__課題の指示__:
**a.** 富山県の地域性に関する文章によると、Cさんはどのような範囲で仕事を探したか。
**b.** 富山県の地域性に関する文章を、最後の文の後から書き継いでください。

__読解用文章__:
※ ※ ※
第五章 先行研究との比較――本調査からの知見

第一節 富山県という地域性

 武田(2005)では兵庫県を調査地として、外国人の母親へのインタビュー調査を行った。兵庫県の外国人登録者数は10万人を超し、全国的に比べても多い。一方、富山県の外国人登録者数は全国平均を下回る数であるが、高岡市や射水市など、外国人の割合の高い地域もある(2)。富山県は交通機関が都市部のように発達しておらず、日常生活の中で車の利用が必要になる場合が多い。

しかし、今回の調査では運転免許を持っていないために不便さを感じていると答えるインタビュイーが多い。Eさんは運転免許を持っていないため、なかなか仕事が見つからないうえ、病院などへは夫の運転が必要になる。Cさんも運転免許を持たず、夫や同居家族の運転に頼っている。また、仕事を探す際に、自宅から自転車で通える範囲を探したというように、仕事の選択の範囲も限られている。Dさんは以前運転免許を持っていない頃、保育園の送り迎えと仕事の両立が大変だったと語る。これらの事例のように、運転免許がないために、外出時の移動手段に関して、同居家族に頼らざるを得ない傾向が強まることがありうる。また、仕事の選択にも制限ができてしまう。運転免許の有無が、子育てや就労を含む日常生活に与える影響は大きい。このことは兵庫県の都市部よりも交通の便が良くない富山県に色濃く表れる特徴といえるのではないだろうか。
※ ※ ※
データセットからの抜粋
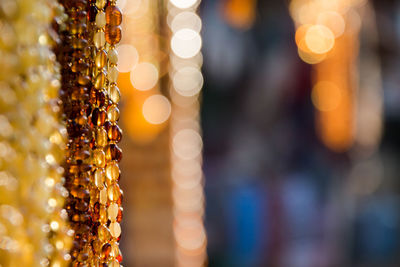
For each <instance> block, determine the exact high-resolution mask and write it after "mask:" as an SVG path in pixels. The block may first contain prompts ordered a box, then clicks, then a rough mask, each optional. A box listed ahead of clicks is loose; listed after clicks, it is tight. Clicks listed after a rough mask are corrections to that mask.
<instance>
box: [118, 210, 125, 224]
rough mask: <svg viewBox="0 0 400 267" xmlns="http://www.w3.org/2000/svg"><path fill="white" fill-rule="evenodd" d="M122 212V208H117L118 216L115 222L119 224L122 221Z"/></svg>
mask: <svg viewBox="0 0 400 267" xmlns="http://www.w3.org/2000/svg"><path fill="white" fill-rule="evenodd" d="M123 212H124V209H123V208H119V210H118V216H117V222H119V223H120V222H121V221H122V216H123Z"/></svg>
※ ※ ※
__課題の解答__:
**a.** 自宅から自転車で通える範囲。

**b.**
 日本語の話せない外国人にとって日本で運転免許を取ることは言語・費用の面で非常に困難であると思われる。Dさんは仕事や育児のために6年前ブラジルで国際免許を取得し、Bさんは国際免許を取得するために現在母国へ帰国中である。このように、外国人の多くが一時母国へ帰り、母国で国際免許を取得し、日本に来てから書き換える、という手順が必要になるようだ。しかし、母国に帰って国際免許を取得するのにも費用と時間がかかり、Eさんのように国際免許の取得も難しいという人もいるだろう。また、Cさんはアメリカで取得した運転免許を日本のものに書き換える手続きを行った。しかし、この手続きもCさんにとっては複雑で、書き換えに時間がかかったという。こういった運転免許に関わる手続きに関して、日本語のわからない外国人に対する支援はあまり注目されていないのではないだろうか。

 

第二節 同居家族からの支援

 今回の調査で印象的だったのは「病院や市役所で困ったことは」という質問に対し「夫や家族に連れてってもらうから大丈夫」といった答えが多かったことである。夫の両親と同居しているBさん、Cさんはもちろんのこと、Dさん、Eさんも夫が同伴することが多い、と答えた。医師とのやりとりや問診票の記入、市役所での複雑な手続きには、言葉が壁となることが多いが、こういった場所の利用では同居家族を頼りにしている傾向があるようだ。また、第一節で述べたように、運転免許を持たない場合、病院や市役所などの利用に同居家族に車の運転を頼まざるを得ない。このように、外国人の母親たちは、言葉・運転に際して同居家族のサポートを得ている傾向にあるようだ。しかし、病院に一人で行かなくてはならなくなったとき、問診票の書き方がわからず困った、というCさんの経験があるように、同居家族からのサポートにも限界があることがわかる。Cさんの事例のように、同居家族のサポートが得られない場合は、一人で言語の問題に直面し、社会サービスの利用が非常に困難になってしまう。 

 このように、同居家族のサポートによって、移動手段や言語面での障壁をクリアしている傾向があるといえそうだ。同時に、同居家族に頼っているために、言語面での障壁が見えづらくなっていて、同居家族の支援を得られない時に困難な状況になってしまうのが現状のようだ。

 

第三節 多種多様なバイリンガル指向

 今回の調査では、インタビューした母親全員が、子供たちに母親の母語と日本語の両方、またはそれ以外の言語の習得を望んでいる、という結果になった。それぞれ国籍や来日経緯が異なってはいたが、全ての母親が子供の習得言語について高い関心を持っていた。また、2言語以上の習得を望む理由について、母国語を話す母親との意思疎通を成り立たせるためだけではなく、他の理由もあることがわかった。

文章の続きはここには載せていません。